--- Provided records Enclosed Below ---

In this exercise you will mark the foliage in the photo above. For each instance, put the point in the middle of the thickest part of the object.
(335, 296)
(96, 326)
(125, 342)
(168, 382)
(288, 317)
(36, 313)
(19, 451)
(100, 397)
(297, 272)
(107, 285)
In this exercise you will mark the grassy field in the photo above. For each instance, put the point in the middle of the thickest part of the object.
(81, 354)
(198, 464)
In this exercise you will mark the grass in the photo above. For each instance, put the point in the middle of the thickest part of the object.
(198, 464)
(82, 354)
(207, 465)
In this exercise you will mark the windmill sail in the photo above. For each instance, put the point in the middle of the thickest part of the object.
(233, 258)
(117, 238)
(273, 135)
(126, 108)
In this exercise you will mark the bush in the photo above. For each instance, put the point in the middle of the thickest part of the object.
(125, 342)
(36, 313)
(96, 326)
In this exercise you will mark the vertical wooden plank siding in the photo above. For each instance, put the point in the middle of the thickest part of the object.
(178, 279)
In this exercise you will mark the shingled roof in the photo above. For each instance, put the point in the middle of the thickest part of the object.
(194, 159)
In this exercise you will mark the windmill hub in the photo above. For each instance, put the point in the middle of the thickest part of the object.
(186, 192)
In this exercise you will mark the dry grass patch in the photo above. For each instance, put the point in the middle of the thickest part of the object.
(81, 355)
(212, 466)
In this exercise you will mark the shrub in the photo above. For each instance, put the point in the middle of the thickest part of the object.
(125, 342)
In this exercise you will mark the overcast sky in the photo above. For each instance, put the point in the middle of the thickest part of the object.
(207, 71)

--- End of Enclosed Provided records ---

Task instructions —
Copy the entire listing exactly. Do not skip a line.

Answer section —
In this exercise you will mark the foliage in the photo above. For each instance, put the point in the middle of the thickest part of the object.
(335, 296)
(96, 326)
(125, 342)
(168, 382)
(288, 317)
(36, 313)
(19, 451)
(100, 397)
(297, 272)
(107, 285)
In this exercise you will mark the grassy field in the photo above. For each instance, put the point in the middle of the thickest part of the object.
(81, 354)
(198, 464)
In this exercise you will mark the grass in the photo above. For each instance, put the point in the middle of the thickest part of the object.
(198, 464)
(82, 354)
(207, 465)
In this exercise you will mark the windmill sail in the photo above. For each instance, put the point in the middle of the thickest part of the object.
(233, 258)
(117, 238)
(273, 135)
(126, 108)
In this exercise you will mark the bush in the photo above. For each instance, put the point in the middle of the thickest part of the object.
(125, 342)
(36, 313)
(96, 326)
In this exercise you will mark the vertical wooden plank siding in the photo above. For each instance, put the point in the middle of the thickest part of the object.
(178, 279)
In this exercise you will mark the shingled roof in the photo above. For each instance, put the point in the middle of the thickest part of the object.
(194, 159)
In this exercise you will mark the windmill hub in the photo above. For each instance, put the point in the middle of the thickest part of the object.
(186, 192)
In this exercise you will mark the dry grass patch in the photo above. For each instance, put the point in the middle of the thickest part of the object.
(81, 355)
(212, 466)
In this exercise you will mark the shrub in the photo above. For each instance, put the point in the middle of the thickest part of the object.
(125, 342)
In this exercise you will mark the overcast sky in the photo above. For each instance, put the point in the middle of the thickest part of the object.
(207, 71)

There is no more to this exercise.